§ **Goal of the exercise**:
Reproduce everything in the listing from its start down to the line containing "Mark the region", both ends included, and leave the pictures out.

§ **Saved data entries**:
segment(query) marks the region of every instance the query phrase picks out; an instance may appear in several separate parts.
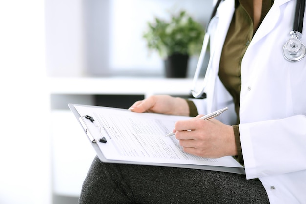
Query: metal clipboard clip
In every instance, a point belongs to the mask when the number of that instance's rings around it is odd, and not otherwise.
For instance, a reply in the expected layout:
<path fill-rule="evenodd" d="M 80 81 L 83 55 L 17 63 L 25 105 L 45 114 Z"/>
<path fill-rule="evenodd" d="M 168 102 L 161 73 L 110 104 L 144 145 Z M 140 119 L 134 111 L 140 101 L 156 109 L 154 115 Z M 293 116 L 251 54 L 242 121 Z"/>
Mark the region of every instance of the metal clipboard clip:
<path fill-rule="evenodd" d="M 86 134 L 88 136 L 88 138 L 89 138 L 91 142 L 96 143 L 97 140 L 96 140 L 96 139 L 94 138 L 94 137 L 92 136 L 90 132 L 89 131 L 89 129 L 88 128 L 87 125 L 86 125 L 86 122 L 85 121 L 85 119 L 89 120 L 90 122 L 91 122 L 93 123 L 93 125 L 94 125 L 94 126 L 96 128 L 98 129 L 99 133 L 101 136 L 101 137 L 99 139 L 99 140 L 98 140 L 99 142 L 106 143 L 107 142 L 107 140 L 106 140 L 105 137 L 102 136 L 101 127 L 99 126 L 98 125 L 96 125 L 96 124 L 94 123 L 94 119 L 93 119 L 93 117 L 90 116 L 86 115 L 80 117 L 79 118 L 79 121 L 80 121 L 81 125 L 82 125 L 82 126 L 83 127 L 83 129 L 84 129 L 84 131 L 85 131 L 85 133 L 86 133 Z"/>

§ **Answer for the task**:
segment(query) marks the region of every instance the query phrase picks out; an instance may appear in several separate parts.
Query: metal clipboard clip
In every instance, a point belongs to the mask when the number of that instance's rings around it is odd, and not otherwise.
For instance, a reply in the expected layout:
<path fill-rule="evenodd" d="M 80 81 L 83 55 L 17 63 L 25 105 L 45 114 Z"/>
<path fill-rule="evenodd" d="M 168 102 L 161 73 L 110 104 L 144 145 Z M 140 119 L 134 111 L 140 101 L 156 109 L 154 115 Z M 293 116 L 251 54 L 242 121 Z"/>
Mark the region of every instance of the metal clipboard clip:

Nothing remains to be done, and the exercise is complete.